[start of Page text]

Insofar as indemnification for liabilities arising under the Securities Act may be permitted to directors, officers or persons controlling us under the foregoing provisions, we have been informed that in the opinion of the SEC such indemnification is against public policy as expressed in the Securities Act and is therefore unenforceable.
 
Reference is made to Item 17 for our undertakings with respect to indemnification for liabilities arising under the Securities Act.
 
In accordance with Section 102(b)(7) of the DGCL, our amended and restated certificate of incorporation, which we intend to adopt prior to the closing of this offering, will provide that that no director shall be personally liable to us or any of our stockholders for monetary damages resulting from breaches of their fiduciary duty as directors, except to the extent such limitation on or exemption from liability is not permitted under the DGCL. The effect of this provision of our amended and restated certificate of incorporation is to eliminate our rights and those of our stockholders (through stockholders’ derivative suits on our behalf) to recover monetary damages against a director for breach of the fiduciary duty of care as a director, including breaches resulting from negligent or grossly negligent behavior, except, as restricted by Section 102(b)(7) of the DGCL. However, this provision does not limit or eliminate our rights or the rights of any stockholder to seek non-monetary relief, such as an injunction or rescission, in the event of a breach of a director’s duty of care.

[end of Page text]

= Brief A =
Reproduce the passage on director indemnification and liability above word for word, from its first sentence to its last.

[start of Given records]

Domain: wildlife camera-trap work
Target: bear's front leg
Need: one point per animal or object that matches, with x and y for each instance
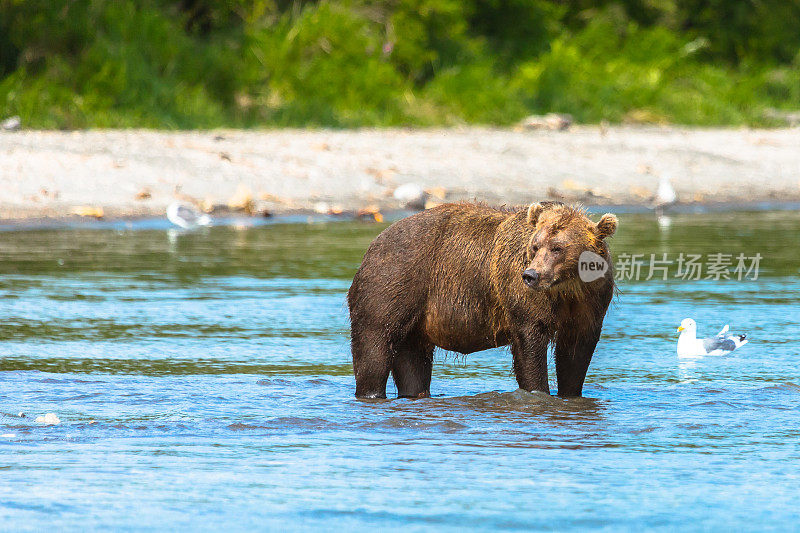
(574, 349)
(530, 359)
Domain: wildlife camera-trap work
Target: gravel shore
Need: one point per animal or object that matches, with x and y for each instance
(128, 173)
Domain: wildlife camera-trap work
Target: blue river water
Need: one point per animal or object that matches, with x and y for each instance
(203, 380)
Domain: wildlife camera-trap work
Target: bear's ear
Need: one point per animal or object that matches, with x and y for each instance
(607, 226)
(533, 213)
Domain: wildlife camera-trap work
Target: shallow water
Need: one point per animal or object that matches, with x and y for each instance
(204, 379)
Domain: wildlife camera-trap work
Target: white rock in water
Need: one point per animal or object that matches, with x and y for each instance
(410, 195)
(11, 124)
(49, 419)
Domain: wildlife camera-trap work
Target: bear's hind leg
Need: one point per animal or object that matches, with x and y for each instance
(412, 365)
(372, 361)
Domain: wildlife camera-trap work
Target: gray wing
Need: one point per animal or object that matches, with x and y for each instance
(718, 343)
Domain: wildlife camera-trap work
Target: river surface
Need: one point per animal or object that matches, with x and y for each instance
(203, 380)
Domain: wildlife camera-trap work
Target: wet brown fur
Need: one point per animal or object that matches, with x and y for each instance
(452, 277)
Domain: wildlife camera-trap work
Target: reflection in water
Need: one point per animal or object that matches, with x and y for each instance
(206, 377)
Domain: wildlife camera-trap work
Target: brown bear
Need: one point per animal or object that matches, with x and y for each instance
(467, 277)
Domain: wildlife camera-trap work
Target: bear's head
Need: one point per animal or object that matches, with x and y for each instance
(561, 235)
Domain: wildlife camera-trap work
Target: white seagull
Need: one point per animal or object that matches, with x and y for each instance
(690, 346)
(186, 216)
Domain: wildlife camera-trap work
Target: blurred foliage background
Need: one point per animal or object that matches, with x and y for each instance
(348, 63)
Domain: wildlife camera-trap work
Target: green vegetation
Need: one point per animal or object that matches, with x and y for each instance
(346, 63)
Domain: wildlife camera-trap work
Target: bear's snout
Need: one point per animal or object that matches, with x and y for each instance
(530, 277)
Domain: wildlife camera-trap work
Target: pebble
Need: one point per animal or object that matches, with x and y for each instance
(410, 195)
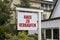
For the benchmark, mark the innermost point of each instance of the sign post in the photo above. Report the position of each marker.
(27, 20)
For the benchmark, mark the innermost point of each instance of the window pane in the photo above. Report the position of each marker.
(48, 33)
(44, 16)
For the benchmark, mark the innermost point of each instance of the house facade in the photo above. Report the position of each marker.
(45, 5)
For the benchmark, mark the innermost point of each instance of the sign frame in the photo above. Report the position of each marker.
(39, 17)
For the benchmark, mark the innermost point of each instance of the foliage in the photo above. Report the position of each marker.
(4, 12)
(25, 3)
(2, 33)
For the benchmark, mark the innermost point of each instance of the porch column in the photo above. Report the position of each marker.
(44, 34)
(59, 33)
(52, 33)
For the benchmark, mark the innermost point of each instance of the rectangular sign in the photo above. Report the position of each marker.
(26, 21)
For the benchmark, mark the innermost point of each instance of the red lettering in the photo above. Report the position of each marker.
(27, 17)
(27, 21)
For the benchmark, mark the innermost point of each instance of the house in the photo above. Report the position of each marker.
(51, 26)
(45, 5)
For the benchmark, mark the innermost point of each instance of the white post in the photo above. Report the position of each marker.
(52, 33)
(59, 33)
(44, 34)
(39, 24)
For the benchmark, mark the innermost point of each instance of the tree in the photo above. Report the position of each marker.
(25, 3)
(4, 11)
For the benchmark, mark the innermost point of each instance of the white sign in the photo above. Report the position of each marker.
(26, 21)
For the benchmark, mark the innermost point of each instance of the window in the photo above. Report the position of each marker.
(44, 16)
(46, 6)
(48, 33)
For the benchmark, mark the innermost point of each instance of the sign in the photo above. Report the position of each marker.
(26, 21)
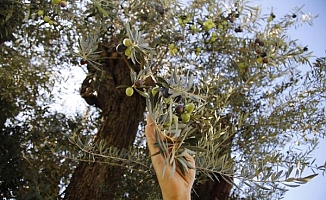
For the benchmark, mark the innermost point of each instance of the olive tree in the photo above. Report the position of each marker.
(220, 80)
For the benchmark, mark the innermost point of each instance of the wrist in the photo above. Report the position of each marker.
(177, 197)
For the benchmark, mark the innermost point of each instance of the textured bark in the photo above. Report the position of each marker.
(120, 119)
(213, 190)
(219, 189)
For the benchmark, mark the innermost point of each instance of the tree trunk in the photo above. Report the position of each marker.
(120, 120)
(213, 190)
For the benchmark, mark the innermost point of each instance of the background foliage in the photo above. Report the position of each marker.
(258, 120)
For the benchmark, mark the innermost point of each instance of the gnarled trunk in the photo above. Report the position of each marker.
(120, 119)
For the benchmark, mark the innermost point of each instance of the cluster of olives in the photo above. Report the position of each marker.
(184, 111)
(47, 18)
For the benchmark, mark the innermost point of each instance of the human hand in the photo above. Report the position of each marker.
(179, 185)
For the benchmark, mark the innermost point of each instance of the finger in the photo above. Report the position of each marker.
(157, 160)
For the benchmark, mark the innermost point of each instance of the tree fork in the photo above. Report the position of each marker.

[end of Given records]
[start of Given records]

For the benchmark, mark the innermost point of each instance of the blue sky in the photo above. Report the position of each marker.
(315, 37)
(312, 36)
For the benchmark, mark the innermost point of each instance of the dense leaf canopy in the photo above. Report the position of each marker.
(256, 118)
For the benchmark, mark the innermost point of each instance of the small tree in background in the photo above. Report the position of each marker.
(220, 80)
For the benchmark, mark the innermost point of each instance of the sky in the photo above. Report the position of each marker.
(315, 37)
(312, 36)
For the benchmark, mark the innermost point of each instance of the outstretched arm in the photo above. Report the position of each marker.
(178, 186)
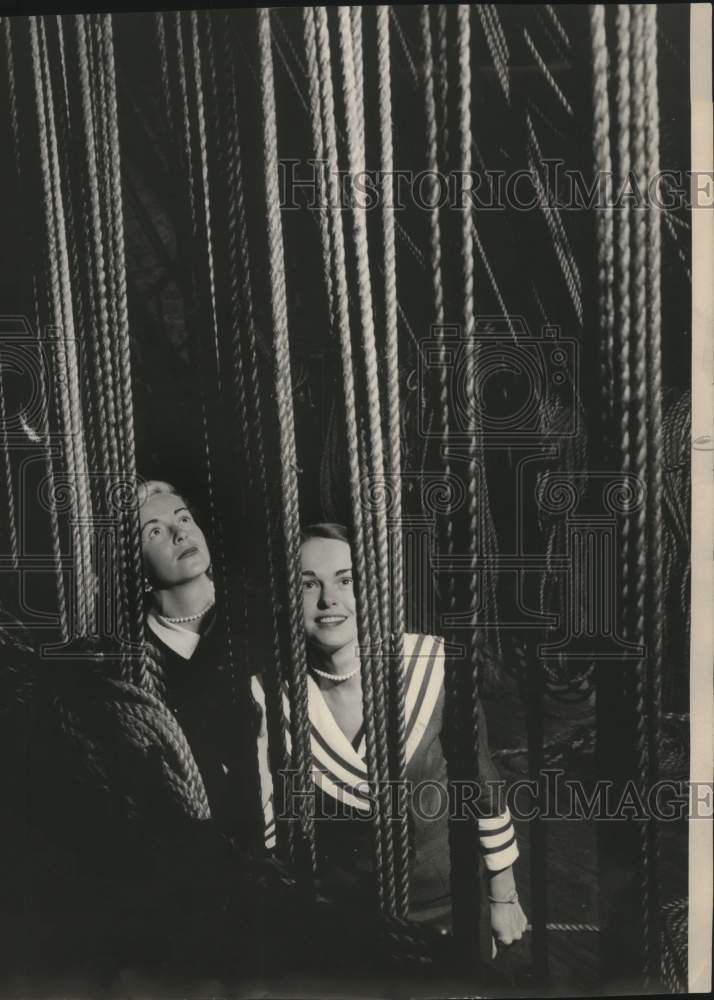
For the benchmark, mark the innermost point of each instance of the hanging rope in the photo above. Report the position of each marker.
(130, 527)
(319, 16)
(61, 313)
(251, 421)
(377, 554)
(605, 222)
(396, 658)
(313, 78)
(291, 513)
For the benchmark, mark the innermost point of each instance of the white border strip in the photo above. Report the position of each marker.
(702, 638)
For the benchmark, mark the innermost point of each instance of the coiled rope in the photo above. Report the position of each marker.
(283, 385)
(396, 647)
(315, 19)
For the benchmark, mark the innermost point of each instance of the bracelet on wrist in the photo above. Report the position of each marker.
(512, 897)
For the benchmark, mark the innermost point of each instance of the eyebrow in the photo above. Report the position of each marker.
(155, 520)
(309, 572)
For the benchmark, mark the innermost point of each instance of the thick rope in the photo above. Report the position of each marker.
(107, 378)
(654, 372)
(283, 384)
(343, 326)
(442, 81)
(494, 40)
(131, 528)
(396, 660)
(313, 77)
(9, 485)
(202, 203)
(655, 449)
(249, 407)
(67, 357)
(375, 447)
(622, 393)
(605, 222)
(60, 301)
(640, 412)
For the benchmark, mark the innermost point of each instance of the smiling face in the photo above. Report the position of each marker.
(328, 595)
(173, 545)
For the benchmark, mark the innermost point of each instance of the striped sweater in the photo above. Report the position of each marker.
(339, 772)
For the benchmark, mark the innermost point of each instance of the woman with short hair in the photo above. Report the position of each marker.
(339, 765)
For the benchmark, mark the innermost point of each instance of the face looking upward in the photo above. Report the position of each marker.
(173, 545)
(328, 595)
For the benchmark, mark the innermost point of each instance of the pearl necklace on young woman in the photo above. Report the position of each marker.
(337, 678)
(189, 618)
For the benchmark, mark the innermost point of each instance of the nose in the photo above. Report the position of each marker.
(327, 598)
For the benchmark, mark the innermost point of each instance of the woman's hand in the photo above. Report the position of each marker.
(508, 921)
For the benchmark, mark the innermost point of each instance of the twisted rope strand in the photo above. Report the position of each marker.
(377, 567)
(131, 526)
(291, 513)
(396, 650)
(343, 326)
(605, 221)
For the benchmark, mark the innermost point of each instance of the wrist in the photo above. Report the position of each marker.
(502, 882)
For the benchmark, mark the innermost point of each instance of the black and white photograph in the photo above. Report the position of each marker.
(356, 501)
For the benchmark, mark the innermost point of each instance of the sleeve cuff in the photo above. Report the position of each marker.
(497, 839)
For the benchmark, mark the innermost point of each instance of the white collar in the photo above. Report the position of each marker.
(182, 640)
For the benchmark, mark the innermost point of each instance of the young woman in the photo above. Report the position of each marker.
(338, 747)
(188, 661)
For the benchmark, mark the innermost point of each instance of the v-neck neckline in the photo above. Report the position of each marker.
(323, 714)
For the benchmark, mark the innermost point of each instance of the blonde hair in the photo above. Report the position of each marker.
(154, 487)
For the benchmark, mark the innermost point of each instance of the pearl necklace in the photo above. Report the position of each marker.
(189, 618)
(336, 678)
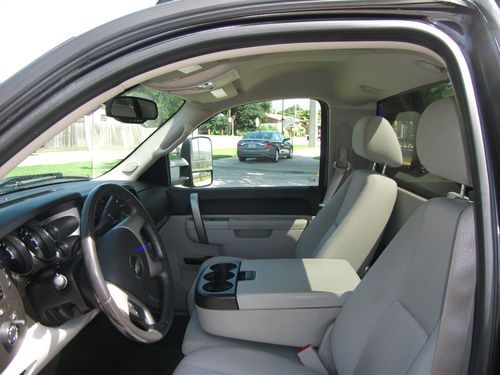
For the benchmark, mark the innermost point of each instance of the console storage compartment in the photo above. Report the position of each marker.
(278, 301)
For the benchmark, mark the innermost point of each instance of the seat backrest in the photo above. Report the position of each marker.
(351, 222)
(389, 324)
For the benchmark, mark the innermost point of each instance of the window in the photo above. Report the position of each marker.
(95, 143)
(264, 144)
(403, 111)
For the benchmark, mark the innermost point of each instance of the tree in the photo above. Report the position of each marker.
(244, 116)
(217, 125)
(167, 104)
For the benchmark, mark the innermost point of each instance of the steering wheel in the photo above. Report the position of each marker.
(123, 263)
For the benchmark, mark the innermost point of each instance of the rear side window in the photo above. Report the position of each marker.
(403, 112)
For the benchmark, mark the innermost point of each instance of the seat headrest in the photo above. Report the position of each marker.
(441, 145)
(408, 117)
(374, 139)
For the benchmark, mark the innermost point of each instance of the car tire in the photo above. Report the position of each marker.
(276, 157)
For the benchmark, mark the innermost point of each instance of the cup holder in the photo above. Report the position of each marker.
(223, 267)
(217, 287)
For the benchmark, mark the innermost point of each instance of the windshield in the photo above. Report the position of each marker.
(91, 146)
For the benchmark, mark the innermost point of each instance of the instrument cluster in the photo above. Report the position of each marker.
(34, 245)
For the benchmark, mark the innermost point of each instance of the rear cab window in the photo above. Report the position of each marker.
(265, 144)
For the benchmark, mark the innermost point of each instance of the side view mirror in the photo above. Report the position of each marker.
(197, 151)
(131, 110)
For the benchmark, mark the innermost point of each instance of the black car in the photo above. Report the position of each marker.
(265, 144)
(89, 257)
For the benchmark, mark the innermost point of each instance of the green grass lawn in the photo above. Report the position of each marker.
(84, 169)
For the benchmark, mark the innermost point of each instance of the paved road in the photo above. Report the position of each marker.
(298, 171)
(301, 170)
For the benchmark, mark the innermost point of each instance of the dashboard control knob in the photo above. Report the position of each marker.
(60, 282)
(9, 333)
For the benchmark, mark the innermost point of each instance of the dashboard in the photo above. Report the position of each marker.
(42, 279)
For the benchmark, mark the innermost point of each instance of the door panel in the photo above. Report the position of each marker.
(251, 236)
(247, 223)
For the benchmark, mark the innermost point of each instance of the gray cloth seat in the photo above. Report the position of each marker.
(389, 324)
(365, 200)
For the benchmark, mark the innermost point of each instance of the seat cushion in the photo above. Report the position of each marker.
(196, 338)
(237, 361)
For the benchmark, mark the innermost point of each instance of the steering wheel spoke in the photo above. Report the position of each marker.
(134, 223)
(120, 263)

[end of Given records]
[start of Given records]

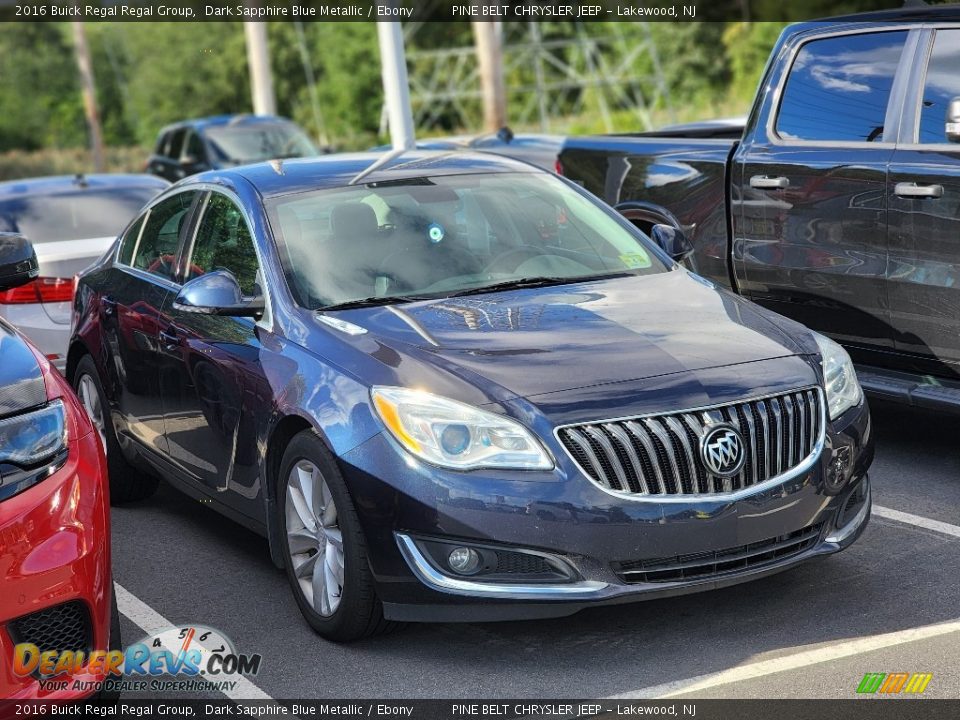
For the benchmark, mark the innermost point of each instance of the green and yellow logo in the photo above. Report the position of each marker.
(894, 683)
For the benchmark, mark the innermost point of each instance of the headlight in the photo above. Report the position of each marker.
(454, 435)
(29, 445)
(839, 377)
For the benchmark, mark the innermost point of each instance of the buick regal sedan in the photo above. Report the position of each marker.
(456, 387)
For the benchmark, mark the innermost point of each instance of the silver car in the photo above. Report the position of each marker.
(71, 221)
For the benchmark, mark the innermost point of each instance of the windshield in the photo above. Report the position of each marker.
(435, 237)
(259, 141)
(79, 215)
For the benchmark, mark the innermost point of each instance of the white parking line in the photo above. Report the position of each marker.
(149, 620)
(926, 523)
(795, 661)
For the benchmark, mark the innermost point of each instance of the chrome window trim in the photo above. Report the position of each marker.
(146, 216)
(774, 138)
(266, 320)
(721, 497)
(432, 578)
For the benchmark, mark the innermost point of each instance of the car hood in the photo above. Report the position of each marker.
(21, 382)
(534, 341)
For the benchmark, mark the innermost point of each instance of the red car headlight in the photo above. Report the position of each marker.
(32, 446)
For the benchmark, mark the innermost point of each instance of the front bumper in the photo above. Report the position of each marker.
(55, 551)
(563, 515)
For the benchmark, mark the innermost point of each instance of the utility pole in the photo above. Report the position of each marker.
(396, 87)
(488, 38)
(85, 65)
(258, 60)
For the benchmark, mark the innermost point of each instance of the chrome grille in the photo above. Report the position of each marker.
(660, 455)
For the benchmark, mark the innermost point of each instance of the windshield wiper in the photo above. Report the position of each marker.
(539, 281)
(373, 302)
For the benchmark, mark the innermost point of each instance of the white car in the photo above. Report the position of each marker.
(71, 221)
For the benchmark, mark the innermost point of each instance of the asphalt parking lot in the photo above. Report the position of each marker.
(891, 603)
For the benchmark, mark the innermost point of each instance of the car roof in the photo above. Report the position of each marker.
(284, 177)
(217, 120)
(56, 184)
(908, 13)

[end of Given records]

= Brief B =
Pull out every line of the rows above that contains the string "seat", and copy each one in full. Case counts when matching.

= Exercise solution A =
Insofar as indemnification for liabilities arising under the Securities Act may be permitted to directors, officers or persons controlling us under the foregoing provisions, we have been informed that in the opinion of the SEC such indemnification is against public policy as expressed in the Securities Act and is therefore unenforceable.
 
Reference is made to Item 17 for our undertakings with respect to indemnification for liabilities arising under the Securities Act.
 
In accordance with Section 102(b)(7) of the DGCL, our amended and restated certificate of incorporation, which we intend to adopt prior to the closing of this offering, will provide that that no director shall be personally liable to us or any of our stockholders for monetary damages resulting from breaches of their fiduciary duty as directors, except to the extent such limitation on or exemption from liability is not permitted under the DGCL. The effect of this provision of our amended and restated certificate of incorporation is to eliminate our rights and those of our stockholders (through stockholders’ derivative suits on our behalf) to recover monetary damages against a director for breach of the fiduciary duty of care as a director, including breaches resulting from negligent or grossly negligent behavior, except, as restricted by Section 102(b)(7) of the DGCL. However, this provision does not limit or eliminate our rights or the rights of any stockholder to seek non-monetary relief, such as an injunction or rescission, in the event of a breach of a director’s duty of care.

= Exercise solution B =
For the benchmark, mark the innermost point of each instance of the seat backrest in the photo above. Report the position of each marker.
For the benchmark, mark the innermost point of each instance of the seat headrest in the photo above. Report the position of each marker.
For the benchmark, mark the innermost point of each instance of the gray cloth seat in the photo above. Report the position of each marker.
For the benchmark, mark the innermost point of each instance of the seat cushion in the photo above. Report the position of each marker.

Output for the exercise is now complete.